## BEGIN Task inputs

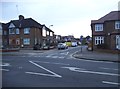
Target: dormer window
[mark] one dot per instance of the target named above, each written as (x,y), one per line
(98,27)
(117,25)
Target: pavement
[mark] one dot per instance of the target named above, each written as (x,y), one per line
(96,55)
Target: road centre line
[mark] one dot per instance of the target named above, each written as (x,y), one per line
(5,64)
(42,74)
(113,83)
(4,69)
(54,74)
(108,68)
(52,63)
(90,72)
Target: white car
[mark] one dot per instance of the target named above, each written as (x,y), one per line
(62,46)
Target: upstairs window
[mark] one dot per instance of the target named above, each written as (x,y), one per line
(11,31)
(117,25)
(99,40)
(17,31)
(51,34)
(26,41)
(98,27)
(26,30)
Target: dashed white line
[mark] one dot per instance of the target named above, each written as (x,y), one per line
(54,56)
(113,83)
(52,73)
(108,68)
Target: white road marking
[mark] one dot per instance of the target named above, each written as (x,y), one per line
(48,56)
(5,64)
(54,74)
(42,74)
(54,56)
(108,68)
(4,69)
(87,60)
(113,83)
(61,57)
(65,53)
(52,63)
(91,72)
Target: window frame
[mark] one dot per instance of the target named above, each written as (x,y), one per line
(26,30)
(26,41)
(17,31)
(117,24)
(98,27)
(11,31)
(99,40)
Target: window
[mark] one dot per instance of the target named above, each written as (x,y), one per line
(117,25)
(26,41)
(99,40)
(51,34)
(47,32)
(118,42)
(5,33)
(26,30)
(44,32)
(11,31)
(17,31)
(17,41)
(99,27)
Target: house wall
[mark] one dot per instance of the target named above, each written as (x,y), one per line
(110,38)
(109,32)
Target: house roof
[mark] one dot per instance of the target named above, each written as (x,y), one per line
(114,15)
(24,23)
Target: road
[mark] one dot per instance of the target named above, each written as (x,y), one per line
(57,68)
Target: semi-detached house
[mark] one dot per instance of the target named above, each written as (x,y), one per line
(106,31)
(25,33)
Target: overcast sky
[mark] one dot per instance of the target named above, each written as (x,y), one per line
(68,17)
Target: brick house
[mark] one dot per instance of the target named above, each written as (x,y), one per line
(24,33)
(106,31)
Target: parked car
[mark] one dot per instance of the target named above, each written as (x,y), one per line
(62,46)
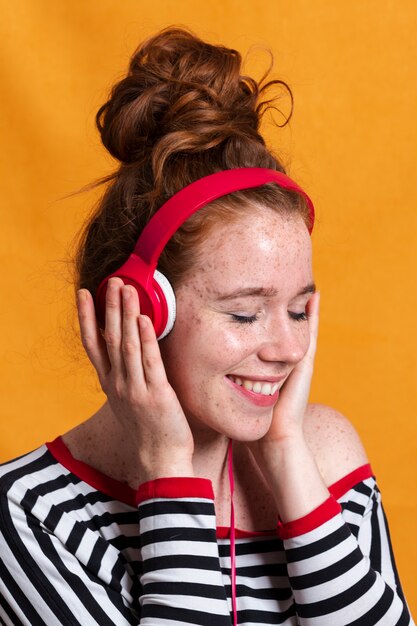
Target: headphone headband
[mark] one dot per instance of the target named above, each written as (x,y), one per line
(156,296)
(175,211)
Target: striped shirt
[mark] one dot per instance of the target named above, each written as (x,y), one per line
(78,548)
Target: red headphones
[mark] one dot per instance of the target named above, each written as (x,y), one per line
(156,296)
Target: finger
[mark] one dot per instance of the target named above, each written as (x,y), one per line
(131,346)
(153,366)
(313,308)
(91,338)
(113,328)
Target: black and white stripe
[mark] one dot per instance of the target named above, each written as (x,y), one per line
(71,555)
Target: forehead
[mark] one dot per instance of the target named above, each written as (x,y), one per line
(259,248)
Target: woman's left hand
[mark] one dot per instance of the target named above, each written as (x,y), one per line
(283,455)
(288,414)
(289,411)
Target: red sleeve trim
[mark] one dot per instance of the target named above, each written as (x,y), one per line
(96,479)
(342,486)
(325,511)
(175,487)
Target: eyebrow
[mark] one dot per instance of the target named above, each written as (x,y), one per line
(262,291)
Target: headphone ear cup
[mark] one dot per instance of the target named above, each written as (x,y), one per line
(169,294)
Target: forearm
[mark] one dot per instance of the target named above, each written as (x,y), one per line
(293,476)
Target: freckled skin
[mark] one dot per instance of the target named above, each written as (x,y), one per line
(261,250)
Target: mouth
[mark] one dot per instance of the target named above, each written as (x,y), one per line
(262,393)
(264,388)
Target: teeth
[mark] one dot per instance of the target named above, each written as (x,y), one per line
(265,389)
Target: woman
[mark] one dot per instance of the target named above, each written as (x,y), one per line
(115,522)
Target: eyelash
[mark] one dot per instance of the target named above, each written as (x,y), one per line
(242,319)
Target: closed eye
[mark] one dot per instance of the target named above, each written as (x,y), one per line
(244,319)
(298,317)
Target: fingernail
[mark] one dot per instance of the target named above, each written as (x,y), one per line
(81,295)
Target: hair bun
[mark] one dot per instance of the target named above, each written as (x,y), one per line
(180,95)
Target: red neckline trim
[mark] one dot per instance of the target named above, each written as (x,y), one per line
(122,492)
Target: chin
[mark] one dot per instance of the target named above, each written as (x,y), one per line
(250,430)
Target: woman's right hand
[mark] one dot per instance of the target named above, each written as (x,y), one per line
(132,375)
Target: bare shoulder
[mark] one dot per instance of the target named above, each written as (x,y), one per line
(334,442)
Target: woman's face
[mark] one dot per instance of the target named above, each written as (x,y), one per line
(241,325)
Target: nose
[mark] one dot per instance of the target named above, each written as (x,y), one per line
(285,340)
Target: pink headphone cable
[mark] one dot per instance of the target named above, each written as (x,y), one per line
(232,533)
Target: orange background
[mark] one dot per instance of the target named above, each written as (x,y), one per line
(352,145)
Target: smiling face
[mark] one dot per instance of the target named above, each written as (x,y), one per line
(241,325)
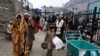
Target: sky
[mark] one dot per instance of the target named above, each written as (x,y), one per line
(54,3)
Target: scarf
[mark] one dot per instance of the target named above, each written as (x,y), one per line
(59,25)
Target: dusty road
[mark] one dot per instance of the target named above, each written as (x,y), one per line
(6,46)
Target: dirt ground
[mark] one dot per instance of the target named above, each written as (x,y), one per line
(6,46)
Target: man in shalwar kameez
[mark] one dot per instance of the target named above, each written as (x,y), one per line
(29,40)
(18,29)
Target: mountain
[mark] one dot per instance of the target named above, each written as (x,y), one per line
(80,5)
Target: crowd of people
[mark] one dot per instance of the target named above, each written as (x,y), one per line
(23,28)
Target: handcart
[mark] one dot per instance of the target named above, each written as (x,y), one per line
(82,48)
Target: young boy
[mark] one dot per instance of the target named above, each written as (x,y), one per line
(48,40)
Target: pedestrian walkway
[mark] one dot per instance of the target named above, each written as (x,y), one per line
(38,51)
(6,46)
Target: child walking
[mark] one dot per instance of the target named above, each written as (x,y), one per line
(48,40)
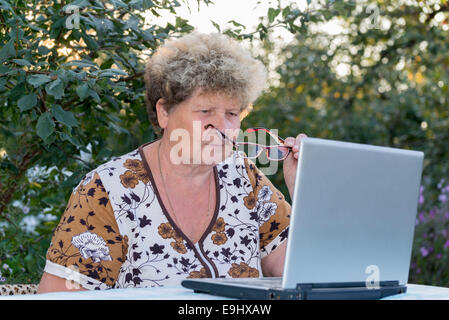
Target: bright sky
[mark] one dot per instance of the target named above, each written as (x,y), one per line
(246,12)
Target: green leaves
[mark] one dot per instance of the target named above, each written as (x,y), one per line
(65,117)
(45,126)
(272,14)
(37,80)
(8,50)
(55,88)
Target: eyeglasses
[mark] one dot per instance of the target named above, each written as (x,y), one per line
(252,150)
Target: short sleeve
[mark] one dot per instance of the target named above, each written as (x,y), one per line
(273,210)
(86,246)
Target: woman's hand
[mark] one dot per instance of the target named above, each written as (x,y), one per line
(291,162)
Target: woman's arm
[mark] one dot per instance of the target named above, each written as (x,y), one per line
(52,283)
(273,264)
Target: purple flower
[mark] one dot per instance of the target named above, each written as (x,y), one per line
(421,199)
(446,245)
(421,216)
(421,196)
(424,252)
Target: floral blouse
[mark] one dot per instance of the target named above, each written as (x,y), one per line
(116,232)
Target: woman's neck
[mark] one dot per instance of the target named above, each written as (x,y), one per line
(195,173)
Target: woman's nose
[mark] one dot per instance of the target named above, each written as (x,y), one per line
(219,121)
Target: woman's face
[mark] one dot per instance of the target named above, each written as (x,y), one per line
(192,144)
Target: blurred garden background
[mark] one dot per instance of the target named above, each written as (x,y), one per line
(71,97)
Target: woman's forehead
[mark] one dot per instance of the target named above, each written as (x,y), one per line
(214,99)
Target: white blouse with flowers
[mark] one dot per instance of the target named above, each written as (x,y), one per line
(116,232)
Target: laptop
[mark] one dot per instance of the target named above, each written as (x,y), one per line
(352,224)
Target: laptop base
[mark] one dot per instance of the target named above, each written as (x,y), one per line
(319,291)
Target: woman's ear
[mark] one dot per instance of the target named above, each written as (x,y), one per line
(162,114)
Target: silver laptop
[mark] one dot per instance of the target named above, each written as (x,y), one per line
(352,225)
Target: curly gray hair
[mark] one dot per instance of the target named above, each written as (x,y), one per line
(210,62)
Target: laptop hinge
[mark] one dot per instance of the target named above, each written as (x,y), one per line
(344,291)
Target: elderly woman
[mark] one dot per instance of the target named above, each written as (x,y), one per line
(161,213)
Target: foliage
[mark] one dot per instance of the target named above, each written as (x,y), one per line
(382,82)
(72,97)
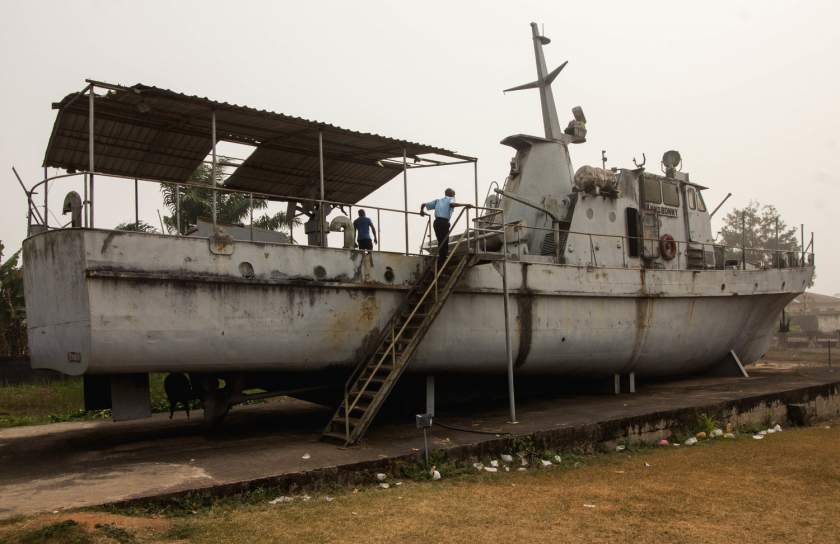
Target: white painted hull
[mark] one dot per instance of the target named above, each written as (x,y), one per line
(105,303)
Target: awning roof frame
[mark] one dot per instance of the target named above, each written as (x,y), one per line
(158,134)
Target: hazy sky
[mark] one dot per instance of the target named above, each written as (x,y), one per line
(748,92)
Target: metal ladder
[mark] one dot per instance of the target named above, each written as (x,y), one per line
(379,369)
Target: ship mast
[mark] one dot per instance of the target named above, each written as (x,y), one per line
(543,83)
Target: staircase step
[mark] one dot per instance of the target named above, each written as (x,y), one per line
(338,437)
(354,421)
(374,383)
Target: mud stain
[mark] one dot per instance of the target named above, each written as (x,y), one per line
(107,242)
(525,307)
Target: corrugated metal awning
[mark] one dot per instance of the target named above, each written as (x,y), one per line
(158,134)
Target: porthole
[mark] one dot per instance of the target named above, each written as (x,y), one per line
(246,270)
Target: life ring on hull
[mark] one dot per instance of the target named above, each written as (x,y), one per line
(667,247)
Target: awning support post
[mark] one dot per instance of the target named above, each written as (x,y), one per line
(405,200)
(321,214)
(475,178)
(46,201)
(251,209)
(90,151)
(213,167)
(136,207)
(85,203)
(178,209)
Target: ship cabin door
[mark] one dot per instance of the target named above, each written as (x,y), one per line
(652,195)
(698,221)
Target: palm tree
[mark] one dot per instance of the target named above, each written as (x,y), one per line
(12,307)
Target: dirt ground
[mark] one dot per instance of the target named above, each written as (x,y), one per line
(784,488)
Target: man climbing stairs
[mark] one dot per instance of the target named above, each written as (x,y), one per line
(378,371)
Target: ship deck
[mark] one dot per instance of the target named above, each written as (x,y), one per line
(70,465)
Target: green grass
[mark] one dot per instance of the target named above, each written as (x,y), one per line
(61,400)
(62,532)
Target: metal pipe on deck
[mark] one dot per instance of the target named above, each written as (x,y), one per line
(405,199)
(508,352)
(802,243)
(90,151)
(213,167)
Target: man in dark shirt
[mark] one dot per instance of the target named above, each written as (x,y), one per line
(363,227)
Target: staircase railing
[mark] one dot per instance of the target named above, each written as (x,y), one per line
(396,335)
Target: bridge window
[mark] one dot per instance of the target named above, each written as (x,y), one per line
(653,192)
(632,218)
(670,193)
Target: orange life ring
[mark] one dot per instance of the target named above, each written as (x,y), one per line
(667,247)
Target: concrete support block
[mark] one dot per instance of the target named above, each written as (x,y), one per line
(730,367)
(130,397)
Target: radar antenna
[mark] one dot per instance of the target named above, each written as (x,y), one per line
(543,83)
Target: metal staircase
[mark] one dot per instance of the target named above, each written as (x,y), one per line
(374,378)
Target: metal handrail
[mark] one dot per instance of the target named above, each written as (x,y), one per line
(642,239)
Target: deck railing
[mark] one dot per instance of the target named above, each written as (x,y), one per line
(482,228)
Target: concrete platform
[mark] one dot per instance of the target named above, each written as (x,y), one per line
(70,465)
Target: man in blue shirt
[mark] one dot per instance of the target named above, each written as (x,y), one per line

## END Task inputs

What the task requires » Only the lines from the one that contains "Target: concrete support block" to the end of the entries above should be given again, exactly and in full.

Answer to this task »
Target: concrete support block
[mark] one dot per instance of the target named above, each written as (x,y), one per line
(730,367)
(130,397)
Target: radar antenna
[mark] one dot per instance of the target named above, each written as (x,y), one per line
(543,83)
Target: metal staircase
[mark] one dot per instance of the target named above, each written as (x,y), one per line
(374,378)
Target: metal handrail
[mark] one dot per instance of the target named above, each written as (x,y), one per line
(642,239)
Target: deck railing
[mark] one dot per instance of the target named above, each written as (x,y), one per line
(482,228)
Target: concrete platform
[mark] one dot per instance of the target named above, each written as (x,y), one per line
(70,465)
Target: man in blue shirt
[mark] one dot per instance of the target named above, each written as (x,y), one per line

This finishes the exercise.